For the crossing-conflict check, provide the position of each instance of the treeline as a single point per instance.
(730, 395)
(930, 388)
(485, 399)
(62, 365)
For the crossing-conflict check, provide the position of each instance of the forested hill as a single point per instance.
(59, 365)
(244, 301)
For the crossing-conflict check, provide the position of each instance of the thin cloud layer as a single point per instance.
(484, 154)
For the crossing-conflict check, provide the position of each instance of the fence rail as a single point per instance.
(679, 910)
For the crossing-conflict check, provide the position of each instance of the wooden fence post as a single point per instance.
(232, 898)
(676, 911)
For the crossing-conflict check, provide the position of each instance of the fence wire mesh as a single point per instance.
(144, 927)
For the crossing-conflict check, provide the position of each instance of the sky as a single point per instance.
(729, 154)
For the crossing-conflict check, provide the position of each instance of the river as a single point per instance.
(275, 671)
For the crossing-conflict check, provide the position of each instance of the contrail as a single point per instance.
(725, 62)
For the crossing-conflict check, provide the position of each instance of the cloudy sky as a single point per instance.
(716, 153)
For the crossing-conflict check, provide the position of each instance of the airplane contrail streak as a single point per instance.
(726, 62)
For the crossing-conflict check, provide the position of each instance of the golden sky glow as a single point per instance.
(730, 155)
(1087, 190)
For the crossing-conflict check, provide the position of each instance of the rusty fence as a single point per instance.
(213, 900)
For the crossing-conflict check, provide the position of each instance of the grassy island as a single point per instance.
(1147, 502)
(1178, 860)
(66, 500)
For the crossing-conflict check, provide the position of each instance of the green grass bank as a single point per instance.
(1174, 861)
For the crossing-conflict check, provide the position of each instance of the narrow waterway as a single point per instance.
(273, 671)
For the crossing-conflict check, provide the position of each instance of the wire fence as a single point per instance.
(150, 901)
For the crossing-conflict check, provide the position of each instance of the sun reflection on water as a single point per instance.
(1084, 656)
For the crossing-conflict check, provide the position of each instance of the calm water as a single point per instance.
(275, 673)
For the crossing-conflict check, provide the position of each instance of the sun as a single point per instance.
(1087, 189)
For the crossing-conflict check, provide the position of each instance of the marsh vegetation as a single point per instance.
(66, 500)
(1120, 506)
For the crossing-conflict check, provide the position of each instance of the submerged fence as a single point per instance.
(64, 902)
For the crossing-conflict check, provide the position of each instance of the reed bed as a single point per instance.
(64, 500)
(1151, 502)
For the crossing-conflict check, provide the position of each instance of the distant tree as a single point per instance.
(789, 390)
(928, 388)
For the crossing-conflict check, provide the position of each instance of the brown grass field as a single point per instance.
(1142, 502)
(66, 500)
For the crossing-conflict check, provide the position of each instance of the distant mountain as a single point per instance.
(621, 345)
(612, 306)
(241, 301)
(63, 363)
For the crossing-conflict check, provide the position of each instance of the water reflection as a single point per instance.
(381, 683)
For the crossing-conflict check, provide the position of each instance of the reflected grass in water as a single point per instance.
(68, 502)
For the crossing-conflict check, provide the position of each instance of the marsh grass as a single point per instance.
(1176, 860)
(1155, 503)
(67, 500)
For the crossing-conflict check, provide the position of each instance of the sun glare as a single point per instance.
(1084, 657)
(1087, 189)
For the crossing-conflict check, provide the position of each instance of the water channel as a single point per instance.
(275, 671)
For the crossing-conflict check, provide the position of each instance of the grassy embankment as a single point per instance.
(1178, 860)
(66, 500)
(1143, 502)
◇ ◇ ◇ ◇ ◇ ◇ ◇
**YOUR INSTRUCTIONS**
Reproduce all of the items above, substituting "path-overlap review" for each occurrence of "crossing-conflict check" and changing nothing else.

**TASK SOLUTION**
For the path-overlap review, provide the position of each instance of the treeline as a single point per instance.
(730, 395)
(930, 388)
(485, 399)
(62, 365)
For the path-overlap review, provide the position of each instance of the forested hill as a single point per instance.
(59, 365)
(244, 301)
For the path-overlap review, provide the position of each instance of the thin cloud layer as a single point per instance.
(484, 154)
For the path-overlap review, provide the position of each instance of the fence rail as a single point per instance.
(679, 910)
For the path-overlap review, provide the position of each instance of the wooden fence post as a single point per instance.
(232, 898)
(676, 911)
For the path-overlap review, provide the position of each instance of the fence wire mesh as a single point per instance.
(144, 927)
For the path-overlap review, provide the position of each instance of the sky as a single point per instance.
(729, 154)
For the path-overlap review, provide the position of each instance of the river as a single point per instance.
(275, 671)
For the path-overlap review, provide the position of each instance of the contrail as a single point per instance.
(725, 62)
For the path-overlap review, provide the position of each instance of the cloudy sky as a single point per instance.
(716, 153)
For the path-overlap review, provide the position of each instance of the airplane contrail streak as a single point per instance.
(726, 62)
For the path-overlap review, provide the position of each instance of the golden sky glow as a single point per instance.
(730, 155)
(1087, 190)
For the path-overlap review, provide the position of each instance of the rusty fence as a single point per instance.
(213, 900)
For the path-overlap review, provide the position of each instance of the grassy island as a single point per instance.
(1147, 502)
(1178, 860)
(66, 500)
For the path-overlap review, provide the position of each instance of the green grass bank as a single point per instance.
(1174, 861)
For the path-overlap review, provide the position of each instance of the narrow waterway as a single point per instance.
(273, 671)
For the path-overlap review, provide the position of each instance of the wire fence as a single point per instance.
(150, 901)
For the path-overlap review, provide the position of each instance of the sun reflection on water as a single point per instance.
(1084, 656)
For the path-overlap review, provide the position of each instance of the calm water as a single point per instance.
(275, 673)
For the path-overlap review, provide the position of each instance of the sun as a single point per instance.
(1087, 189)
For the path-overlap review, provide the position of each instance of the marsh vegetation as a single point per instance.
(66, 500)
(1120, 506)
For the path-overlap review, provide the position of each instance of the submerged fence as a single point per instance.
(64, 902)
For the path-overlap review, provide the position of each instance of the reed bed as a single point per instance.
(64, 500)
(1151, 502)
For the path-overlap review, provide the position of each instance of the distant tree as a single point per instance.
(789, 390)
(928, 388)
For the path-overlap review, provide the position of each instance of the brown grass field as a single point per instance.
(1142, 502)
(66, 500)
For the path-overlap review, provide the position of each instance of the distant mountain as a single point per instance.
(621, 345)
(612, 306)
(241, 301)
(63, 363)
For the path-overlap review, provide the position of each instance of the water reflection as a single point per instance.
(381, 683)
For the path-overlap review, provide the position of each instance of the reflected grass in water as a single point per instance.
(68, 502)
For the path-overlap review, provide the position of each instance of the marsh grass as a single point per instance.
(1176, 860)
(1155, 503)
(67, 500)
For the path-overlap review, provide the position of each instance of the sun glare as a single point per instance.
(1084, 657)
(1087, 189)
For the path-overlap review, provide the position of each instance of the water channel as a single point per instance.
(275, 671)
For the path-overlap review, provide the position of each instance of the grassy embankment as a single point per instance.
(1178, 860)
(66, 500)
(1143, 502)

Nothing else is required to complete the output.